** The input follows **

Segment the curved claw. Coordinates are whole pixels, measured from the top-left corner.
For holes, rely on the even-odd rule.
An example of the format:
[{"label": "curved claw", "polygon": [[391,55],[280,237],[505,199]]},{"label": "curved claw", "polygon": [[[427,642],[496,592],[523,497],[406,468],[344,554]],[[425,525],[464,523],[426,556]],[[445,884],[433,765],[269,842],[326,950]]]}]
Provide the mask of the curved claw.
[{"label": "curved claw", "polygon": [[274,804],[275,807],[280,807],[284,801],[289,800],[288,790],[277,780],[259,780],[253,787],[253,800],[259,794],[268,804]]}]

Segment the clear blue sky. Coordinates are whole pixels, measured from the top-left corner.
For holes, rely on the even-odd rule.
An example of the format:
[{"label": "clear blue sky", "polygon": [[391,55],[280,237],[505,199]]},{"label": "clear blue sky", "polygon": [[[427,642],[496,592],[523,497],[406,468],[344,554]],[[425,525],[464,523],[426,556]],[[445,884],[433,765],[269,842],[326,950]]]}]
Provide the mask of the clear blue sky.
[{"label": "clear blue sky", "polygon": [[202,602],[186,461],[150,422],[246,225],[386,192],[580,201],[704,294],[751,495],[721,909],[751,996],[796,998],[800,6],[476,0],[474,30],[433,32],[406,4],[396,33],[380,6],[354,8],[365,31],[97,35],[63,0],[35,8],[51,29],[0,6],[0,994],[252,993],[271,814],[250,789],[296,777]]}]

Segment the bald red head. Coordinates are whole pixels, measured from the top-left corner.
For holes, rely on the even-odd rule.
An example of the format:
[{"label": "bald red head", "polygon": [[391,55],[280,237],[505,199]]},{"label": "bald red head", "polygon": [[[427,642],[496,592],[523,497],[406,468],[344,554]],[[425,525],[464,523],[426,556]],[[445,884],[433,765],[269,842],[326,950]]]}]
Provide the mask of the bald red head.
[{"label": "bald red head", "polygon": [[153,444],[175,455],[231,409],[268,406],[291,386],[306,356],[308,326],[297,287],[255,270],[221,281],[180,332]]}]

** End of The input **

From the entries above, copy every line where the word "Segment" shows up.

Segment the curved claw. Coordinates are whole pixels, measured from the top-left corner.
Segment the clear blue sky. Coordinates are whole pixels, measured from the top-left corner.
Segment the bald red head. Coordinates are whole pixels, measured from the top-left corner.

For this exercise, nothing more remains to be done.